Start of Exercise input
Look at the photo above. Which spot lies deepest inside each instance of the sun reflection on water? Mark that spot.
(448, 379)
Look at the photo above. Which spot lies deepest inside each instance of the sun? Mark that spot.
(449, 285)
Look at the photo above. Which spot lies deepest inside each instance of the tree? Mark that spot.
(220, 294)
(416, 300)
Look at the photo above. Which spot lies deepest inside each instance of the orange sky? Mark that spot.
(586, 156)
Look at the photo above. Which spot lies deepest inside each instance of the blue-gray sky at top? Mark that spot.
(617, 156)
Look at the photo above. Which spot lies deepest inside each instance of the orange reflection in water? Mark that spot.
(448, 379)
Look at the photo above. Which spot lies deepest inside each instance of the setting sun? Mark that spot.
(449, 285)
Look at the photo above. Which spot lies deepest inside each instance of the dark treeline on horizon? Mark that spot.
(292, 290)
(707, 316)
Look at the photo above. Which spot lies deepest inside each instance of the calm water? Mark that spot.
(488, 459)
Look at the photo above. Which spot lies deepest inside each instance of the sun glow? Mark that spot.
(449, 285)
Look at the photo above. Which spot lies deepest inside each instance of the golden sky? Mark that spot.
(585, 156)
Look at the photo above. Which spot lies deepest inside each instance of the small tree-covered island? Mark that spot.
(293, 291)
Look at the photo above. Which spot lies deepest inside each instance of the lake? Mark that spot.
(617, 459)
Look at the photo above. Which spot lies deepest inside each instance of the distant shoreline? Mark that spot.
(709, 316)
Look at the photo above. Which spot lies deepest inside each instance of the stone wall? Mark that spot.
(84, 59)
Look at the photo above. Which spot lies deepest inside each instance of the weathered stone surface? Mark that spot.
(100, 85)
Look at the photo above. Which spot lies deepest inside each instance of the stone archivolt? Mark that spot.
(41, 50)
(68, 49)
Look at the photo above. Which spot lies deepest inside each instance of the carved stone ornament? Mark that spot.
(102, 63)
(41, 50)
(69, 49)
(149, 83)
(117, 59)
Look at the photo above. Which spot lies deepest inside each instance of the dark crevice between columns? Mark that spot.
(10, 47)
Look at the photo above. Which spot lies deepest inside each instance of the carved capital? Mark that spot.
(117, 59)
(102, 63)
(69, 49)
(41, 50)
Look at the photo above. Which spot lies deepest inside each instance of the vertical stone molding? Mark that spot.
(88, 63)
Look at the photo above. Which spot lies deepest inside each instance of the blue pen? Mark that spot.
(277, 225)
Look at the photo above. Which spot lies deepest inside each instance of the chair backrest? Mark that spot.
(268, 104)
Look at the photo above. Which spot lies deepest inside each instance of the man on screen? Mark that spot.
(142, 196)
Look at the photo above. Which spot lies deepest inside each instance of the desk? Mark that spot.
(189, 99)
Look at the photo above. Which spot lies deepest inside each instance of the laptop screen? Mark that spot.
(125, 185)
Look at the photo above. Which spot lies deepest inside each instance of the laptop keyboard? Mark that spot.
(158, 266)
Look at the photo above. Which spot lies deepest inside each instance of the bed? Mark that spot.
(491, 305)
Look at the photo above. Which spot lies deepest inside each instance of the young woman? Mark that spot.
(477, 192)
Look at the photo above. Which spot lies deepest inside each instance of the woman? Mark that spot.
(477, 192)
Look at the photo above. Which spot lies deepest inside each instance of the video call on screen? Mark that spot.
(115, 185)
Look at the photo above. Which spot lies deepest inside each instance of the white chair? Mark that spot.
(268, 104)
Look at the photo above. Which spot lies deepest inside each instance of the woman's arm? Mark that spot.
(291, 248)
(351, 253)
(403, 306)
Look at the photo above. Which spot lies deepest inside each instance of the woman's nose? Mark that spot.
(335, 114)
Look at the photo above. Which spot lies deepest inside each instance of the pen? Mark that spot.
End of Exercise input
Set down the whole listing again, exactly as it was given.

Look at the photo above. Which spot lies deepest inside each instance of the sun reflection on water? Mark that spot.
(448, 379)
Look at the photo above. Which spot lies deepest inside each instance of the sun? Mark that spot.
(449, 285)
Look at the photo above. Which spot lies deepest inside each instance of the tree? Mark that spot.
(220, 294)
(416, 300)
Look at the photo above. Which spot lies deepest inside each instance of the orange sky? Mark that spot.
(586, 156)
Look at the photo above. Which spot lies deepest inside each instance of the blue-gray sky at top? Mark that spot.
(617, 156)
Look at the photo above. Which spot lies deepest inside each instance of the orange reflection in water? Mark that spot.
(448, 379)
Look at the photo above. Which spot lies deepest inside each instance of the setting sun? Mark that spot.
(449, 285)
Look at the photo above. Which spot lies deepest inside each instance of the dark treeline on horizon? Mark that spot.
(292, 290)
(707, 316)
Look at the photo above. Which spot lies deepest inside each instance of the calm water? Mark that spot.
(488, 459)
Look at the photo above. Which spot lies deepest inside each instance of the sun glow? Mark that spot.
(449, 285)
Look at the photo above. Which spot lies deepest inside each instance of the golden sky? Mark that spot.
(585, 156)
Look at the photo above. Which spot lies deepest inside each instance of the small tree-covered island? Mark that spot.
(293, 291)
Look at the photo above. Which spot lies deepest inside each instance of the lake? Mark that spot.
(617, 459)
Look at the photo above. Which spot lies deepest inside each instance of the distant shoreline? Mark that spot.
(709, 316)
Look at the photo above. Which spot lies deepest inside each instance of the stone wall? Mark that spot.
(84, 59)
Look at the photo above. Which spot lies deepest inside each instance of the weathered stone surface? Mark that spot.
(100, 85)
Look at the photo above. Which spot lies deepest inside each instance of the stone archivolt? Mark that spot.
(41, 50)
(68, 49)
Look at the photo above. Which spot lies deepest inside each instance of the carved stone ornament? Mark that spot.
(102, 63)
(41, 50)
(69, 49)
(149, 83)
(117, 59)
Look at the photo above. Which spot lies deepest inside each instance of the dark crevice between columns? Mark that spot.
(10, 47)
Look at the photo above. Which spot lies deepest inside each instance of the carved capital? Mark that spot.
(117, 59)
(102, 63)
(69, 49)
(41, 50)
Look at the photo above. Which spot lies deepest inside each instance of the vertical stone molding? Mark that spot.
(88, 63)
Look at the photo above. Which spot lies deepest inside each instance of the blue pen? Mark that spot.
(277, 225)
Look at the photo above. Which spot lies deepest inside each instance of the chair backrest? Mark that spot.
(268, 104)
Look at the photo above. Which spot lies deepest inside each instance of the man on screen? Mark that spot.
(142, 196)
Look at the photo above. Which spot lies deepest inside each instance of the desk? Mark that spot.
(189, 99)
Look at the photo above. Which spot lies deepest inside each instance of the laptop screen? Mark that spot.
(125, 185)
Look at the photo above. Which spot lies deepest inside each instance of the laptop keyboard? Mark that spot.
(158, 266)
Look at the photo above. Which spot lies deepest inside each instance of the bed? Mark that spot.
(491, 305)
Look at the photo above. Which spot lies deepest inside each instance of the young woman? Mark that spot.
(477, 192)
Look at the photo above. Which spot lies deepest inside each instance of the woman? Mark that spot.
(477, 192)
Look at the photo above. Which spot lies deepest inside each instance of the video call on screen? Mark that spot.
(115, 185)
Look at the photo above. Which spot lies deepest inside each instance of the white chair? Mark that spot.
(268, 104)
Look at the photo above. Which spot lies deepest inside each instance of the woman's arm? Mark that spot.
(291, 248)
(351, 253)
(403, 306)
Look at the photo above. Which spot lies deepest inside each instance of the woman's nose? Mark that spot.
(335, 114)
Look at the photo above. Which spot lies deepest inside each instance of the pen? Mark that spot.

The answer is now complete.